[[ Document passage, beginning ]]

Friday, August 20, 2010

Francis X. Crawford

Year Served: 1911 to 1915

Boston’s last Port Physician was Francis Crawford, a Harvard Medical School graduate who spent over ten years working for various Boston hospitals before taking a position with the quarantine department. Crawford was given the opportunity to serve as Port Physician when his immediate supervisor, William M. Gay resigned his post on September 1, 1911. During the previous six months Crawford served as the assistant port physician when a cholera scare jolted the Mayor Collins and Samuel Durgin, Chairman of the Board Health, into action to avert a potential crisis. In July 1911, Crawford assisted with preparations to make Gallop’s Island capable of housing a large number of potential cholera cases. According to the July 25, 1911 Boston Daily Globe, the Boston Board of Health, held a conference with acting Mayor Collins to transfer $5,800 to the quarantine department for beds. The bed were needed so that “passengers on two steamers expected to arrive at Boston on Aug 1 from cholera infected ports of Europe may be kept on Gallops island, the city quarantine station, during the incubation period of cholera germ.”

The city’s concern with communicable disease was at epic proportions in the years just before World War I and Crawford was at the center of these concerns. As European immigrants continued to arrive in Boston by the thousands the Crawford saw growing pressures to turn the quarantine department over to the federal government. Since 1893, the U.S. Public Health Service had been directing state and local operated quarantine stations in the proper disinfection and medical inspection procedures required to comply with federal law and international sanitation treaties. Mayor John Francis Fitzgerald was hesitant to relinquish control over quarantine services. After all, it represented an important public service and gave him the ability to offer patronage positions to the wide range of “hangers on” that lived in the Irish neighborhoods of South Boston.

Within three years of his appointment Crawford would know that his position as port physician would soon end and be taken over by the U.S. Public Health Service. Anticipating a transition a federally managed quarantine station, Crawford worked behind the scenes to convince Mayor Fitzgerald’s successor, the legendary Michael Curley to cut a deal with the U.S. Surgeon General. The city would be happy to turn the quarantine station over to the USPHS but the deal must ensure that Crawford and some of his staff were retained as federal workers under the USPHS operation of Gallop’s Island. His backroom deals were finally realized in the spring of 1915 when the Boston City Council agreed to sell the quarantine station and Gallop’s Island to the U.S. Government.

[[ Document passage, end ]]

__Exercise requirements__.
**a)** In the passage about Francis X. Crawford, on what date did William M. Gay resign his post?
**b)** Reproduce the passage about Francis X. Crawford verbatim between "Within three years" and "the U.S. Government.", inclusive.
**c)** Write the next part of the passage about Boston port physician Francis X. Crawford, picking up after its final sentence.

[[ Provided material, beginning ]]

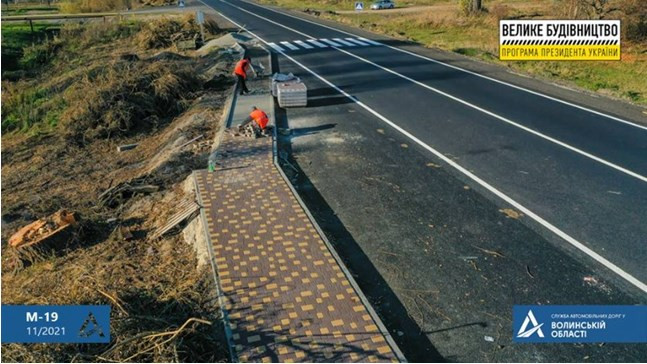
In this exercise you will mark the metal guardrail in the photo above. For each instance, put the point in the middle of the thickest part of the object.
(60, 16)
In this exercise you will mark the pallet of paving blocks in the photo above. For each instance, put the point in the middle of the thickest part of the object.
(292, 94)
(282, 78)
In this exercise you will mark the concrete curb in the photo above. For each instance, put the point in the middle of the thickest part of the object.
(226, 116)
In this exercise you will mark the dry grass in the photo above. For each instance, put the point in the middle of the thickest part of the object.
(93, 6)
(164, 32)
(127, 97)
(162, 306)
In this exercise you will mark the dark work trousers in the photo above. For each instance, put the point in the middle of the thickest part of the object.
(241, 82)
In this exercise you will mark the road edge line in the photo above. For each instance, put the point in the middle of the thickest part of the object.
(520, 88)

[[ Provided material, end ]]
[[ Provided material, beginning ]]

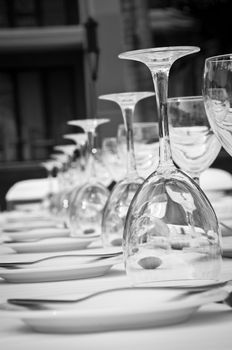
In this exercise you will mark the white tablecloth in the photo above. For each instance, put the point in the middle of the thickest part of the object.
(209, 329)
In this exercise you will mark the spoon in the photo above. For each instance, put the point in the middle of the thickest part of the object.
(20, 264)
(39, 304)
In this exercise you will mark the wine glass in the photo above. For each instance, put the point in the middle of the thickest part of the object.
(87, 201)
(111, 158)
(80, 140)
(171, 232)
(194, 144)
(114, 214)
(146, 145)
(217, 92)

[[ Provided material, end ]]

__Answers given__.
**a)** September 1, 1911.

**b)**
Within three years of his appointment Crawford would know that his position as port physician would soon end and be taken over by the U.S. Public Health Service. Anticipating a transition a federally managed quarantine station, Crawford worked behind the scenes to convince Mayor Fitzgerald’s successor, the legendary Michael Curley to cut a deal with the U.S. Surgeon General. The city would be happy to turn the quarantine station over to the USPHS but the deal must ensure that Crawford and some of his staff were retained as federal workers under the USPHS operation of Gallop’s Island. His backroom deals were finally realized in the spring of 1915 when the Boston City Council agreed to sell the quarantine station and Gallop’s Island to the U.S. Government.

**c)**
When the city transferred its quarantine department to the federal government, Surgeon Samuel B. Grubbs of the USPHS arrived in Boston and assumed charge of the quarantine station at Gallup's Island effective June 1st. The agreement provided that the federal government would hold the lease of the station for one year at an annual rental of $1 pending the agreement as to the price for which the station shall be sold by the city. It also provided for the federal government take over of city employees in the quarantine service so that Dr. Francis X. Crawford could continue in service under Dr. Grubbs.

Crawford’s work for the USPHS did not last long. By 1924, the Boston Daily Globe reported that Crawford was working for United Fruit destined for the Canal Zone. The duties of the medical inspectors working for the USPHS were enervating to most ordinary mortals and Crawford probably saw the need to move on to less tiring work. After all, at the time of his transition to the USPHS, he was one of the oldest physicians to ever work in the quarantine department. Crawford’s work as the medical director for the United Fruit Company may have resulted from his wide ranging connections with the shipping magnates in the Boston area.

Crawford died on August 19, 1944 aged 71, of cerebral hemorrhage.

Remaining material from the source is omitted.